And how did they do that? They began to set up as many newspapers as they could not just to counterbalance the perceived pro-NPP papers but to outmatch them. They already had two. Now they have eight, and the list is still growing. They have found that they can put out a newspaper at any time without the need to comply with the law or observe the ethics of journalism. Thus, some of the papers they already have on the stands have no fixed address, some are not registered at the Post Office, and the editors of some of them operate under pseudonyms, which, like their addresses, are changed at will. The majority of them are each less of a newspaper than a flyer, with a single mission: to seek and destroy your government.

With the criminal libel law gone, they can rake up any muck and throw it at the President or any of his ministers. The notion of balanced reporting, factual accuracy, fairness, or human decency is alien to them. The end justifies the means. And although their own means are very limited, in the sense that they have very limited circulation, there are more than one hundred radio stations dotted all over the country and three TV stations that they can rely on to spread the muck. All that they have to do is rake up the muck and sit back and watch as the electronic media pick it up with wild abandon and do the real damage.

To all this, you have no answer. The perceived pro-NPP papers are not owned, or financed, by you. They oppose the NDC because they are appalled by NDC's politics. They cannot undo every bit of damage the NDC inflicts on you as a party and on the country. And in any case they are now overwhelmed by the sheer volume of what you yourselves call the “NDC propaganda”. A few of you (Lord Commey and Ken Agyepong, in particular) have been saying that you are in power, but not in control, and that is not far from the truth.

The Police, the Judiciary (including the Attorney General's Office), the Commission on Human Rights and Administrative Justice, the Ghana Journalists Association, the National Media Commission, all seem to have been petrified by the NDC through propaganda, by issuing threats, or by putting them on the defensive. Remember the “party police” fiction; the trumpeted allegation of NDC persecution by the Government and the “martyrdom” of Kwame Peprah and Victor Selormey; Rawlings's letters to Obasanjo and Bill Clinton complaining about the alleged persecution; the threat, issued by no less a person than Professor Evans Atta Mills, that they will retaliate when they come back to power; the constant disparagement of the Judiciary, CHRAJ and the Serious Fraud Office; “stomach politics” accusations against the GJA and the NMC? Repeatedly accuse a state institution of being a tool of the government's until it takes the bait and comes out to protest its independence, at which point the onus is on it to prove it. So if the Police say they are not party police, then what better way to prove it than to leave the NDC thugs alone and go after the NPP ones whenever there is a confrontation between two such groups? Did the Acting Chairman of CHRAJ not compromise the Commission when she responded to the NDC charge that it was not competent or independent enough to handle any case involving members of government? By protesting CHRAJ's competence and independence, instead of hauling those who were making the disparaging remarks before the Commission for contempt, she left herself no option but to prove her assertions to the satisfaction of the NDC. And she has started to do that, hasn't she? She has of late been making unguarded anti-Government statements, statements totally unbecoming of a public servant. And of course the result of the preliminary investigation of Dr Anane is satisfactory to the detractors. So far, so very good with CHRAJ. And so it can be with the SFO. Uncle Fiifi says it is not capable of investigating Esseku's allegations. Theophilus Cudjoe says it can. Well, the good old Professor and the NDC are waiting! He can expect a good verbal thrashing if he does not deliver.

# # # # # # #

In the passage on the NDC newspapers, which notions are described as alien to those papers? List every one.

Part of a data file
# # # # # # #

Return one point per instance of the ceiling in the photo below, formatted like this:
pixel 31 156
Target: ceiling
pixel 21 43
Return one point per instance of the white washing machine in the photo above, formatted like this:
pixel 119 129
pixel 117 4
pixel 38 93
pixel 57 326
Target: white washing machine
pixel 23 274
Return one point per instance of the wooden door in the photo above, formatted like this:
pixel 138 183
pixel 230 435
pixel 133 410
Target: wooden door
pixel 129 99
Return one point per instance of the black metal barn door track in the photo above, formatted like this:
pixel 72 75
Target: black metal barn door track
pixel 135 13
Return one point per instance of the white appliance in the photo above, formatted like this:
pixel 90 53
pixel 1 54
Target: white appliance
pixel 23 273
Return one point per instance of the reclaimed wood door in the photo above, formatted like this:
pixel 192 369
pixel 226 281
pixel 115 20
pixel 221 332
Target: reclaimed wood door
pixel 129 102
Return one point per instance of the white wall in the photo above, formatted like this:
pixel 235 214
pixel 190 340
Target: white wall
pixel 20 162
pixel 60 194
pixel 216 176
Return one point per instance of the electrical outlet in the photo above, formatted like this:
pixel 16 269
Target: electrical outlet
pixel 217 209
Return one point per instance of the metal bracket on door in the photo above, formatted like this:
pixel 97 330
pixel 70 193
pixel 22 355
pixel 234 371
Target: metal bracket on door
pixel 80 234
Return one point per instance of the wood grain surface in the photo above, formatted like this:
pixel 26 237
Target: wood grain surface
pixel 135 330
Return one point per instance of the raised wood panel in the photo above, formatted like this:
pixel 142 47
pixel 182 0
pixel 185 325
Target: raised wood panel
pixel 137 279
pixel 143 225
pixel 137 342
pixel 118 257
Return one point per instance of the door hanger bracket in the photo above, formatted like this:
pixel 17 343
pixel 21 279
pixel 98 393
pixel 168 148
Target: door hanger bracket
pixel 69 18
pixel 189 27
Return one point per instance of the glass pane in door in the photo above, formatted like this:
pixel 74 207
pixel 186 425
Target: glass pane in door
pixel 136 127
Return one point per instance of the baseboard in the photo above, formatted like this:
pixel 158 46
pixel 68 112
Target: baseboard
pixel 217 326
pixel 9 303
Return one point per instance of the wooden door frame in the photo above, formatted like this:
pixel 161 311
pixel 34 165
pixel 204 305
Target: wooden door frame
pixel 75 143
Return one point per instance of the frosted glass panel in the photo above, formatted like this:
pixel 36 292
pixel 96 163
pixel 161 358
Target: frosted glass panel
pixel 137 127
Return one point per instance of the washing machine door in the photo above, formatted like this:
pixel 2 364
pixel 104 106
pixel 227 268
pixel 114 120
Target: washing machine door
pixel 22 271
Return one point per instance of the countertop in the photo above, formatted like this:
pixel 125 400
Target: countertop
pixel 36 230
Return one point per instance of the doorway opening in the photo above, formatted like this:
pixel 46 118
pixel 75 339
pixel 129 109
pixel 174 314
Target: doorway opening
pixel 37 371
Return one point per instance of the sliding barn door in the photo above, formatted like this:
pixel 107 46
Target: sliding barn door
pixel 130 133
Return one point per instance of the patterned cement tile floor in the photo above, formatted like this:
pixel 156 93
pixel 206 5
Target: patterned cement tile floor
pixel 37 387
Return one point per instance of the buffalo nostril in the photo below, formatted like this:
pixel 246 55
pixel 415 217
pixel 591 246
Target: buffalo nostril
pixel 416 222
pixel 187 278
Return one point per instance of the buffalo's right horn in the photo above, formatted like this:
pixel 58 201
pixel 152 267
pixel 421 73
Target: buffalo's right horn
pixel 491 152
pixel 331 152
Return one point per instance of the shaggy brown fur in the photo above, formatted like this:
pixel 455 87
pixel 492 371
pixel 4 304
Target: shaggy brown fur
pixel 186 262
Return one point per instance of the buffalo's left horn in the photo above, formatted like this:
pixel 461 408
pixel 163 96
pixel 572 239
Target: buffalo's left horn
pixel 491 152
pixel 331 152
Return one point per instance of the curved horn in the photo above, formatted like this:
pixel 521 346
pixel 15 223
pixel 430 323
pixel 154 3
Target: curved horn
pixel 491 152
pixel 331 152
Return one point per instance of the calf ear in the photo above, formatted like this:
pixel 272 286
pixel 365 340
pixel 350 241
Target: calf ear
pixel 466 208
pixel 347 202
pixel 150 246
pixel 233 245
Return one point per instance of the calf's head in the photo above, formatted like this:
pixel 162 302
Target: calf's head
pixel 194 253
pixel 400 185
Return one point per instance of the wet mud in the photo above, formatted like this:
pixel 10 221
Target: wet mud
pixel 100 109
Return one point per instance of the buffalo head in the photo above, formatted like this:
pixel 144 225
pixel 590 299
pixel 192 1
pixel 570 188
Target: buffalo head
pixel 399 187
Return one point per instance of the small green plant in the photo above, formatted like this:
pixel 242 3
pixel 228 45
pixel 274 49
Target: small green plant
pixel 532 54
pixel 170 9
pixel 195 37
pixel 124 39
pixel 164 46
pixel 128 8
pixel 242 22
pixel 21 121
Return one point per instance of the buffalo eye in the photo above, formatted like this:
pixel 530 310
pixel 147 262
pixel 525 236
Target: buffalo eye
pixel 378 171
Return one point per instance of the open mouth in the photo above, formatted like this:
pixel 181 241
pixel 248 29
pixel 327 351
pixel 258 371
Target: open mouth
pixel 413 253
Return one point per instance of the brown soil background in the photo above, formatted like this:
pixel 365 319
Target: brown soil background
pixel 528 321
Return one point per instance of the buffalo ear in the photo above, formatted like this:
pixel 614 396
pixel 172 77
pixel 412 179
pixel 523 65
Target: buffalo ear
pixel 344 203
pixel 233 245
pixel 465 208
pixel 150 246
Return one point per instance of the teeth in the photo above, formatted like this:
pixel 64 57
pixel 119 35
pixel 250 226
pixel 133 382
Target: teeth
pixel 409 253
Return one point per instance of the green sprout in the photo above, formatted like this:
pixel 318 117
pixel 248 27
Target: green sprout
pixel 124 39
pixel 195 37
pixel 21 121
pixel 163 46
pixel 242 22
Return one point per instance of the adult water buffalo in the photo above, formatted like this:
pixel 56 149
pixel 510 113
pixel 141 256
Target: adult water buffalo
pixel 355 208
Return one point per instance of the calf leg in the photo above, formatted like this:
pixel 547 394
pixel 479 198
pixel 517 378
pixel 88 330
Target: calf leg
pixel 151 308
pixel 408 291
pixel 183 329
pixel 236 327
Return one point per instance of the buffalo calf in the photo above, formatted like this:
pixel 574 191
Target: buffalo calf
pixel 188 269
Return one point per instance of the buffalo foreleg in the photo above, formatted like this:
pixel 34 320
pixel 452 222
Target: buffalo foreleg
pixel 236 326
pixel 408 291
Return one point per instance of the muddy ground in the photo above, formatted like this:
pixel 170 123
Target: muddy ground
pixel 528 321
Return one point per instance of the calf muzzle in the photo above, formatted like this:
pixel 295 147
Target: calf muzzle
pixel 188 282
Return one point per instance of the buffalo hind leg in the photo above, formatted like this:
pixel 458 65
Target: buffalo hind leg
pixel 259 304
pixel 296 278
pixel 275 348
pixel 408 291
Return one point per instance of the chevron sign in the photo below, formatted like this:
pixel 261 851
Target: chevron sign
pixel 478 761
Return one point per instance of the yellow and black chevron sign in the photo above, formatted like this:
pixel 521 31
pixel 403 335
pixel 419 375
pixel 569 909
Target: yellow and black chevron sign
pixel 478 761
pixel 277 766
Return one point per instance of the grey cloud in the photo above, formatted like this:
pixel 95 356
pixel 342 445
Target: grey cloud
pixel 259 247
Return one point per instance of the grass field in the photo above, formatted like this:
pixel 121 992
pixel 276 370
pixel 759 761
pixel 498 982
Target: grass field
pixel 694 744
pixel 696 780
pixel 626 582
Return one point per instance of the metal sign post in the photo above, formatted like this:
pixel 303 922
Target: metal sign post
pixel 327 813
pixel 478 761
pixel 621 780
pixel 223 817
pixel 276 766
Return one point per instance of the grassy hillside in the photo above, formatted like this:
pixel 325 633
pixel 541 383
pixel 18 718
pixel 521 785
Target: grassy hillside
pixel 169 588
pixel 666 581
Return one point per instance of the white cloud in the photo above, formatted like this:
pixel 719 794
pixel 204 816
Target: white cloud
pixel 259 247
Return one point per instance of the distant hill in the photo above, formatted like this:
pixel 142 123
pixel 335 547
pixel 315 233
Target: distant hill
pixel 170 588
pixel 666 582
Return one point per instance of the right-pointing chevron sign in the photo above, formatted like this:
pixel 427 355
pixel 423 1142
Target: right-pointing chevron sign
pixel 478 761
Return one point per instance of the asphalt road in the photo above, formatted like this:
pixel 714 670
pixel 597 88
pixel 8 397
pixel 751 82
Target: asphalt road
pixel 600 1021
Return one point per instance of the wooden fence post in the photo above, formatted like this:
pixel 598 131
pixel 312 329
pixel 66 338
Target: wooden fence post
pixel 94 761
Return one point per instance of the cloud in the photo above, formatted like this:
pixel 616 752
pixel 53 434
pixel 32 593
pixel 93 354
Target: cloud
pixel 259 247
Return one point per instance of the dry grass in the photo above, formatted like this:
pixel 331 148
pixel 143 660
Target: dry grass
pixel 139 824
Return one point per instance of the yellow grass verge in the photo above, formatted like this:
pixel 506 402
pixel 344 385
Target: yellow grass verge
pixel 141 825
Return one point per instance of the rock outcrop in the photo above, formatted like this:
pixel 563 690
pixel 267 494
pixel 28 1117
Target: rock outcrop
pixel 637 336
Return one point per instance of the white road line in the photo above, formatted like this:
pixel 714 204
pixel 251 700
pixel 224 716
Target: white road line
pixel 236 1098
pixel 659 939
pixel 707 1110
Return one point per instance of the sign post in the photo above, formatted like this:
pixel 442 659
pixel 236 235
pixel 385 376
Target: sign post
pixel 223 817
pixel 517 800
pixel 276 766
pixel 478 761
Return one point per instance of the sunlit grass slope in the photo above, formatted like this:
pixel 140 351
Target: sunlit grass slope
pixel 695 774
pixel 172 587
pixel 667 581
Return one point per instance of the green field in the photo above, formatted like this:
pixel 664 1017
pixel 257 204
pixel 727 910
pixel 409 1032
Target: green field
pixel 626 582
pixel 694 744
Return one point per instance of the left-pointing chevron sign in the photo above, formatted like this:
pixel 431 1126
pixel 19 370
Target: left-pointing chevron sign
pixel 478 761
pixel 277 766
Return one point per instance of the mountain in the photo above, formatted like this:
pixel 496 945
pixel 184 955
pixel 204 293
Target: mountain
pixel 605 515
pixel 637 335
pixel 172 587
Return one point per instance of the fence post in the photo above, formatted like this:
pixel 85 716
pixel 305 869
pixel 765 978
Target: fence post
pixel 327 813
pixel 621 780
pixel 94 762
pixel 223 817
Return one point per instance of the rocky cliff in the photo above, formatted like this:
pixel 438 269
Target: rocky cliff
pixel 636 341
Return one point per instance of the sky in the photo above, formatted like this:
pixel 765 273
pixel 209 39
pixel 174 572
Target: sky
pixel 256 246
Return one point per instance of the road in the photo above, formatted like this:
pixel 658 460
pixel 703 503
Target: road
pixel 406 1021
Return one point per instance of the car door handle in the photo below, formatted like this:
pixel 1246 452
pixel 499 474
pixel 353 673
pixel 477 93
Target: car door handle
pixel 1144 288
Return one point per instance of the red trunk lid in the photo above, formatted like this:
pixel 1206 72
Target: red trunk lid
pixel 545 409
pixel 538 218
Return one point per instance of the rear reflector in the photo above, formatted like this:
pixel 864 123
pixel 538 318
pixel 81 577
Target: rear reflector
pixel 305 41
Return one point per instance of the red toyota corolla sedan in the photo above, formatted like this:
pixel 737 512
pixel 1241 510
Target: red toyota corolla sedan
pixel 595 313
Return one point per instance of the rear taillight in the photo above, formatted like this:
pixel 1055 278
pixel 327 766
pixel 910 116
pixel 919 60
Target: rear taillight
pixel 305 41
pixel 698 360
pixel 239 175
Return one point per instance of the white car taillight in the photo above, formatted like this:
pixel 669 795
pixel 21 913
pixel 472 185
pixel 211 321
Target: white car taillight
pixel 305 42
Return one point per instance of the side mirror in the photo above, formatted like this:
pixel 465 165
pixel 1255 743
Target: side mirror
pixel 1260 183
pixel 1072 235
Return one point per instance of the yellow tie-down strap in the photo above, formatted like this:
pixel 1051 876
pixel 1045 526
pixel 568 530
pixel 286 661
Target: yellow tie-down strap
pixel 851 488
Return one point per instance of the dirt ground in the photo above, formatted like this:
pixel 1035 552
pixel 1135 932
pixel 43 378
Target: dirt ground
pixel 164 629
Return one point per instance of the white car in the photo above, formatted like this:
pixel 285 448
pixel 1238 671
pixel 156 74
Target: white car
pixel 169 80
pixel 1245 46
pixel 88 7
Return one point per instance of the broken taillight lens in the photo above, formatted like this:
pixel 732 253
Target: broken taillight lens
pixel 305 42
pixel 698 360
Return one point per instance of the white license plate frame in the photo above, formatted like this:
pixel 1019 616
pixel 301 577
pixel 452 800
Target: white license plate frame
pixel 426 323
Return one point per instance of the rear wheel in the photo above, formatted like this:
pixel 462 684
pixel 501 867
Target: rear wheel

# # # # # # #

▸ **Completed exercise**
- Balanced reporting
- Factual accuracy
- Fairness
- Human decency